## begin Materials provided
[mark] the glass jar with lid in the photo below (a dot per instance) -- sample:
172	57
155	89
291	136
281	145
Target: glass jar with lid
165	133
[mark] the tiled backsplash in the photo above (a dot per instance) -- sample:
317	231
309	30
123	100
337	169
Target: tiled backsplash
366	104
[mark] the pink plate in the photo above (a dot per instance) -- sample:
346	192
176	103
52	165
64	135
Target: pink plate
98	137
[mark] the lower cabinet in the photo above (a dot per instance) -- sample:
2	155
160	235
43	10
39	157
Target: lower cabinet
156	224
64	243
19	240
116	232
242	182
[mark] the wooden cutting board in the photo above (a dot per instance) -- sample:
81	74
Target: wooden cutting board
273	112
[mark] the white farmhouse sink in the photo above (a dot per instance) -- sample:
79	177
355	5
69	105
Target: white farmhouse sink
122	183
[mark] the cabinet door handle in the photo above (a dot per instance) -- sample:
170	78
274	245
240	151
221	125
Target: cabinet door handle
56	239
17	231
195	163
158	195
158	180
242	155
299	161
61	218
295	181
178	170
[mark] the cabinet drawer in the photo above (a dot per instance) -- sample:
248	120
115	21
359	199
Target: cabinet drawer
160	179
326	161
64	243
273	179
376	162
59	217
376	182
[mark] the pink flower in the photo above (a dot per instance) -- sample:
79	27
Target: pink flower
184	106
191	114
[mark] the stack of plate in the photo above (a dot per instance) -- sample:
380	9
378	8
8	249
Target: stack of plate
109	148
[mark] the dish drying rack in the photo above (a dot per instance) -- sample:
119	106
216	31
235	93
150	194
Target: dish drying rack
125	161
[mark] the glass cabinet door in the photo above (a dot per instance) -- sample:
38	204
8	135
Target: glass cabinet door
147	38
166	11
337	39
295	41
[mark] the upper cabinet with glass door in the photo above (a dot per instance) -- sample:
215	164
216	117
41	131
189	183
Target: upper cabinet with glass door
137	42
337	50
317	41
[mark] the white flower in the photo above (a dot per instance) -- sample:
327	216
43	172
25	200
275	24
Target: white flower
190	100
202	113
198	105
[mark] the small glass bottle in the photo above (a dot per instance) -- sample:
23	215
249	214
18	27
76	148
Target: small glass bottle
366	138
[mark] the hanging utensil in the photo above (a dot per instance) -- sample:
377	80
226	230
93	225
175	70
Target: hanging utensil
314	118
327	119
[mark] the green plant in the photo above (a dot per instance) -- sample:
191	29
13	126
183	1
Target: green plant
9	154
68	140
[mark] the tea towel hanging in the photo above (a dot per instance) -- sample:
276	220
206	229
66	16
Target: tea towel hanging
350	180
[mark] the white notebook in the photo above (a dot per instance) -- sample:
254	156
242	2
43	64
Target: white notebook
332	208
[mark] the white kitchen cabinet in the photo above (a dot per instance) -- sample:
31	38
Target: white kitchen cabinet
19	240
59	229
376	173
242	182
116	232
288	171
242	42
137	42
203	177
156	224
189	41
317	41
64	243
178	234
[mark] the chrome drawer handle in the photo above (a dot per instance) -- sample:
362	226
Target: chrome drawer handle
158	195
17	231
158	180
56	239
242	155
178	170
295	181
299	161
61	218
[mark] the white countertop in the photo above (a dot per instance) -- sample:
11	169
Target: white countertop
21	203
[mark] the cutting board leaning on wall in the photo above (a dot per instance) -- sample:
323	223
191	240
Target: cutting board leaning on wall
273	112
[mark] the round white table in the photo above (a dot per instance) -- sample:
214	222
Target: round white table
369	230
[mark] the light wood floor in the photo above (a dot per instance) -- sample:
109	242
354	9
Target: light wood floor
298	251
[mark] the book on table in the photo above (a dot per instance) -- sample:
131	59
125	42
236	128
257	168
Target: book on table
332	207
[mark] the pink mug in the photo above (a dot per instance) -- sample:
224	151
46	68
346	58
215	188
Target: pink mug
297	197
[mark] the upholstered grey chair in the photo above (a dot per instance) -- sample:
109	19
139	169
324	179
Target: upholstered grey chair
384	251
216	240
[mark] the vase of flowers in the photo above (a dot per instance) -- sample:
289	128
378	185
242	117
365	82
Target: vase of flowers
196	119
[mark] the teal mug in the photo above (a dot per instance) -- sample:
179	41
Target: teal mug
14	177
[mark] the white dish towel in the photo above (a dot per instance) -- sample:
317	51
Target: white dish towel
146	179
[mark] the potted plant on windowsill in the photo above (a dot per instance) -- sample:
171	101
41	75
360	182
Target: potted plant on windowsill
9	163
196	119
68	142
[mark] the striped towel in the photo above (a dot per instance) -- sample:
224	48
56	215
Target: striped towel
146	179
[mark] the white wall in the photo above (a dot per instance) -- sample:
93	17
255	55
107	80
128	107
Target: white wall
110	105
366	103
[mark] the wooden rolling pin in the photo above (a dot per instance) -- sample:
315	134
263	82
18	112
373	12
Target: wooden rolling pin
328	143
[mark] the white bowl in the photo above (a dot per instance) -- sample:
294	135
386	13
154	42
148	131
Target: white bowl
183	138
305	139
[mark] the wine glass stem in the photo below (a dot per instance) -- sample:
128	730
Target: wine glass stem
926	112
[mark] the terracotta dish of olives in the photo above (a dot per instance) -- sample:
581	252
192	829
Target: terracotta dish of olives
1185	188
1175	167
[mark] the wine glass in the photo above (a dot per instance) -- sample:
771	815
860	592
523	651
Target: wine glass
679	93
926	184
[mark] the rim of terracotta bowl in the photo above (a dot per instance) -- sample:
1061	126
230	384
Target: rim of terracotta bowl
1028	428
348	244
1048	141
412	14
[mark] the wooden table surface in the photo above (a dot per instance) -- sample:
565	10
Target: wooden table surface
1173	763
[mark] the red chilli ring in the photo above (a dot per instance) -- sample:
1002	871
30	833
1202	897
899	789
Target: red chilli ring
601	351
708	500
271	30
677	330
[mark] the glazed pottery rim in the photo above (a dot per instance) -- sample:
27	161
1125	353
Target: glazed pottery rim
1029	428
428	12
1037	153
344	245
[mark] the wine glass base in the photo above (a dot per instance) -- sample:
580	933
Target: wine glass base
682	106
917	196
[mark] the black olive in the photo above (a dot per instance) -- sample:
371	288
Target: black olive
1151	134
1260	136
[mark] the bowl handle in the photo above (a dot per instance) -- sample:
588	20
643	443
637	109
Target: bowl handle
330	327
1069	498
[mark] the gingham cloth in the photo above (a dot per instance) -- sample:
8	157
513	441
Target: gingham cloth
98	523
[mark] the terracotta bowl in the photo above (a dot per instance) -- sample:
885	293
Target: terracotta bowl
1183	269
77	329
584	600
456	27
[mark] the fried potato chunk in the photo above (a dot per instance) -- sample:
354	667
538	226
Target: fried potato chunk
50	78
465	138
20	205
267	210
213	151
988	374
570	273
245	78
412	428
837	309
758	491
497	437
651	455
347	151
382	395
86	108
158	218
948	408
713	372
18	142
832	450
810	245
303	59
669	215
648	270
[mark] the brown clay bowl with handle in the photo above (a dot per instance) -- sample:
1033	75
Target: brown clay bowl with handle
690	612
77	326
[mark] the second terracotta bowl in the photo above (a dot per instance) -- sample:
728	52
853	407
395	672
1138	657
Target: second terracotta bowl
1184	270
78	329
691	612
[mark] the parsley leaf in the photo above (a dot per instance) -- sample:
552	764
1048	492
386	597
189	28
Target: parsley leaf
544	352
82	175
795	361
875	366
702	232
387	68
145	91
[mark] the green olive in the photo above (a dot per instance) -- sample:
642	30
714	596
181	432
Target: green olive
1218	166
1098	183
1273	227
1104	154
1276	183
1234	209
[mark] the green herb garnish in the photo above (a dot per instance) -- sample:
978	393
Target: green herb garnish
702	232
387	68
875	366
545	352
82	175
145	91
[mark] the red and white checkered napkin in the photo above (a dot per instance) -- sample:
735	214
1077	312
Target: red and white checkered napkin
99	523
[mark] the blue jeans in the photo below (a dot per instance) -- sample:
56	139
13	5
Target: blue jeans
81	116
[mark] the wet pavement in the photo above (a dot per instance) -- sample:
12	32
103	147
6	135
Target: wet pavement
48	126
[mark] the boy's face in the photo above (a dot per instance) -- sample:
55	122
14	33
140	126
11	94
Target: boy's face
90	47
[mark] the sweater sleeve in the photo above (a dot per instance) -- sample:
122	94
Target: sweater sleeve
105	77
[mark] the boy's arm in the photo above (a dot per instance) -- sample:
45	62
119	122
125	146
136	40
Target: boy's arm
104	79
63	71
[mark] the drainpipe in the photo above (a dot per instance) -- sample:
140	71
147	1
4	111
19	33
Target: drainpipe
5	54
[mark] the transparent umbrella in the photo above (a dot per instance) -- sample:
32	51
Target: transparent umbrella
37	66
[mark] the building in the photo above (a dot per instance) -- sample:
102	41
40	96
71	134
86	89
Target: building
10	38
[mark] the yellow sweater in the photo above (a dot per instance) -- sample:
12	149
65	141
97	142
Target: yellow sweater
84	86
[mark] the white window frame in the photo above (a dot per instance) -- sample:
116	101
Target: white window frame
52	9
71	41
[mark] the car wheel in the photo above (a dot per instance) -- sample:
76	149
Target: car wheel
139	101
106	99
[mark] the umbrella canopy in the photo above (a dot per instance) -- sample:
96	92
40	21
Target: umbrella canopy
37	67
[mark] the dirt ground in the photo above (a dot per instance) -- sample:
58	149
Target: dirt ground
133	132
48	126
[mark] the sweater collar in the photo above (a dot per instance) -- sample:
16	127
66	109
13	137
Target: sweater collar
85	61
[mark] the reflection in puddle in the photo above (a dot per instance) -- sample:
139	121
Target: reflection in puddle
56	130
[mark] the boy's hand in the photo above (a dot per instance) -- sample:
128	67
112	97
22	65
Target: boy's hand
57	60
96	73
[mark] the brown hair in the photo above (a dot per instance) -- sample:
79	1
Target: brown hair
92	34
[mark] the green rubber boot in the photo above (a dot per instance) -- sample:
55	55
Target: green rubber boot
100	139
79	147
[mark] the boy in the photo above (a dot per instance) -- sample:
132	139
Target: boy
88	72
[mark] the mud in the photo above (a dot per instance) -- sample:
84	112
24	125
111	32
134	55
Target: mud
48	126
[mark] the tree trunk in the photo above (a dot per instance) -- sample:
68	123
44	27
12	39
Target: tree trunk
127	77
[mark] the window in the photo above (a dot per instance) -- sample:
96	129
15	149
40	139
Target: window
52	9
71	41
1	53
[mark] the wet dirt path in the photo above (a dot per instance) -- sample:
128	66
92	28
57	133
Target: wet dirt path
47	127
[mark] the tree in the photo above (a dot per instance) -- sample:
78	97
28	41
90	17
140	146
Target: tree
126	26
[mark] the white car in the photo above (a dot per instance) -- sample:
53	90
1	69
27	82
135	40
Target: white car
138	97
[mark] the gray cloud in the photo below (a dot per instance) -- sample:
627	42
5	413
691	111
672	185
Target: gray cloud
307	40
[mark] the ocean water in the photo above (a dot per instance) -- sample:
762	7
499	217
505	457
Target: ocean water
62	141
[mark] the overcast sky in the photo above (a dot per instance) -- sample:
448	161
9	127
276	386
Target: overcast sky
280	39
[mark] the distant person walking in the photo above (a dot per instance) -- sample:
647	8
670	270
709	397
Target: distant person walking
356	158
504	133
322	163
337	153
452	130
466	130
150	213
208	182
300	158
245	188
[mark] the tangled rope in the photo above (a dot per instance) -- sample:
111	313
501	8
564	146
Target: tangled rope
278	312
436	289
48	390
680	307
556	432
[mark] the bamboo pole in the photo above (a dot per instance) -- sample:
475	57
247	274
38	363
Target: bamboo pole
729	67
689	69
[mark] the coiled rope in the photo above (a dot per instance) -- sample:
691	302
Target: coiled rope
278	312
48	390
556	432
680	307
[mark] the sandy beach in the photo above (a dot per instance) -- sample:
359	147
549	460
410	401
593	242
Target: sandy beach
## end Materials provided
(The problem) Please rewrite the lines starting at the one containing "[mark] the gray" and ending at the last line, keeping every line, offsetting each answer coordinate by -138, and leaving everything else unchanged.

(Complete output)
[mark] the gray cloud in the photo below (a dot per instance) -- sample:
627	42
5	413
691	111
672	185
Target: gray cloud
169	-98
[mark] the ocean water in the photo above (a dot per instance) -- sample:
762	7
499	217
505	457
Target: ocean water
-76	3
[mark] the overcast sky in the photo above (a dot per instance) -- sample:
448	161
9	127
276	386
Target: overcast sky
142	-99
[mark] the distant person walking in the photo above (a dot per instance) -- sample:
647	8
670	270
709	397
Target: distant person walking
218	20
366	-5
184	25
199	15
314	-8
328	-8
12	75
70	44
162	20
107	50
[mark] the tangled rope in the photo above (a dot per instance) -- sample:
111	313
501	8
564	146
Target: tangled rope
140	174
298	151
-90	252
542	169
418	294
[mark] the bamboo pole in the photo above (a dot per instance) -- sample:
475	57
247	274
38	363
Target: bamboo pole
591	-71
551	-69
[mark] the coiled rope in the photo above (a dot per instance) -- sample:
691	302
Target: coiled rope
140	174
-90	252
418	294
542	169
[mark] the sandy beach in the photo above (a dot per instance) -- sample:
359	147
549	460
410	401
593	242
Target: sandy beach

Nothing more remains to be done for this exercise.